** What is expected **
Could you output only the lines from the one containing "Where can the white semi" through the last line of the data, both included?

[Source records — start]

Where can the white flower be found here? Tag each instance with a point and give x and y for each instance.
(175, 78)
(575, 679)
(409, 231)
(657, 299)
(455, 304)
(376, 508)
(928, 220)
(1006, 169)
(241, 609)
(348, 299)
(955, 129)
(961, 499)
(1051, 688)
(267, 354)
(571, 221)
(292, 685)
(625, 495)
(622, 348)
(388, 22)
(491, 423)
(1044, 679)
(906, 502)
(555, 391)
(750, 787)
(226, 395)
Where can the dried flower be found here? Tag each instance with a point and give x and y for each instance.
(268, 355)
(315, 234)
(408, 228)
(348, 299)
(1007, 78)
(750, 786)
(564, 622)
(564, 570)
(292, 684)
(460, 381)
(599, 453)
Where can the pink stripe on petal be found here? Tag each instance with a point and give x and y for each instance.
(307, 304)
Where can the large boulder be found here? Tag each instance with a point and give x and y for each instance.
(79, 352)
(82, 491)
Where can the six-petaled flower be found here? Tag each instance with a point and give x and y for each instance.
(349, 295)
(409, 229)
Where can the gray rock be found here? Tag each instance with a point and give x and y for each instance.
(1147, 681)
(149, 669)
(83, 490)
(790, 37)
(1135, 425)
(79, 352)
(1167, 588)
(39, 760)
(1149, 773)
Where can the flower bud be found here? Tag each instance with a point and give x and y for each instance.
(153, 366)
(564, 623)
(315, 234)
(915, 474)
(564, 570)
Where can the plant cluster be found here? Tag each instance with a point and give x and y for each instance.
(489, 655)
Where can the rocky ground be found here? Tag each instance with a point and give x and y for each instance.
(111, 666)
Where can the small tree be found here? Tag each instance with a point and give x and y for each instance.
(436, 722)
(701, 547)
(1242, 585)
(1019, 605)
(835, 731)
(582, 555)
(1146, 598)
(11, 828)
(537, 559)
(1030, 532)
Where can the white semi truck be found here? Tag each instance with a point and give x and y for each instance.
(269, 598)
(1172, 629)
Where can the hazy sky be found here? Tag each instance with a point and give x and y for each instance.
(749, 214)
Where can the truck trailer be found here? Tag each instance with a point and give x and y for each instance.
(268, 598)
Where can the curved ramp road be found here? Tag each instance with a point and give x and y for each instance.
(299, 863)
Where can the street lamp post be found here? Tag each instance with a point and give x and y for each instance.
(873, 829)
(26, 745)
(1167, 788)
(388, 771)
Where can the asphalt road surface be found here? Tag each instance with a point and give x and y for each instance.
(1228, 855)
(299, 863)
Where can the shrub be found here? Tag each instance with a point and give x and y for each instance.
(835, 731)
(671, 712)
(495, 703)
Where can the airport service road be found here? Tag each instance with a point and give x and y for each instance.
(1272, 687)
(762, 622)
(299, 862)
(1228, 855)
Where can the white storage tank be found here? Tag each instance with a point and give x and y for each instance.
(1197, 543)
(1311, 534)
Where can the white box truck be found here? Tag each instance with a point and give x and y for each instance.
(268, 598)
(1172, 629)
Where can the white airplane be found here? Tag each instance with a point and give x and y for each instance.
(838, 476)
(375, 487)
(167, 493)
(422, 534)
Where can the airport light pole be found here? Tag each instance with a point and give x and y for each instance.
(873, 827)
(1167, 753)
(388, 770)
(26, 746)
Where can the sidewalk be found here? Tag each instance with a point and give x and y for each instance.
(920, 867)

[Source records — finish]

** Task result **
Where can the white semi truck be found here? Tag each instance with a point and give x and y for each instance.
(269, 598)
(1172, 629)
Where can the hazy sky be found here? Tag each instance with a point and give x and y for each instance.
(749, 214)
Where can the truck trailer be found here? Tag each instance with a point and give x and y for each instance.
(268, 598)
Where can the curved ramp road be found here? Tag each instance with a point and give x and y for each instance.
(299, 863)
Where can the street lamp post be found here? Tag each instance with a point and give x and y for each instance.
(873, 829)
(26, 745)
(1167, 788)
(388, 771)
Where can the asphalt road surface be found here? Tag each instance with a point and give x and y for each instance.
(1228, 855)
(299, 863)
Where can the shrub be found here? Tag each instance with a point and give x and y for each instance.
(835, 731)
(671, 712)
(495, 703)
Where can the airport service road be found here? Tag each instance with a point and give x and y for each instance.
(1272, 687)
(762, 622)
(299, 862)
(1228, 855)
Where can the white storage tank be found here? Tag each instance with a point and give x and y for each instance.
(1197, 543)
(1311, 534)
Where can the white box truck be found here? Tag each instance with a point and give x and y for each instance.
(268, 598)
(1172, 629)
Where can the white airplane be found here? Tag each instance with a point and give x and y for each instance.
(838, 476)
(375, 487)
(167, 493)
(422, 534)
Where can the airport light pole be found here? Tag each instance with a point and give x and y for each instance.
(873, 827)
(1167, 753)
(388, 770)
(26, 746)
Where can the sidewalk be found here? Tag each instance with a point and give x and y for each instance.
(920, 867)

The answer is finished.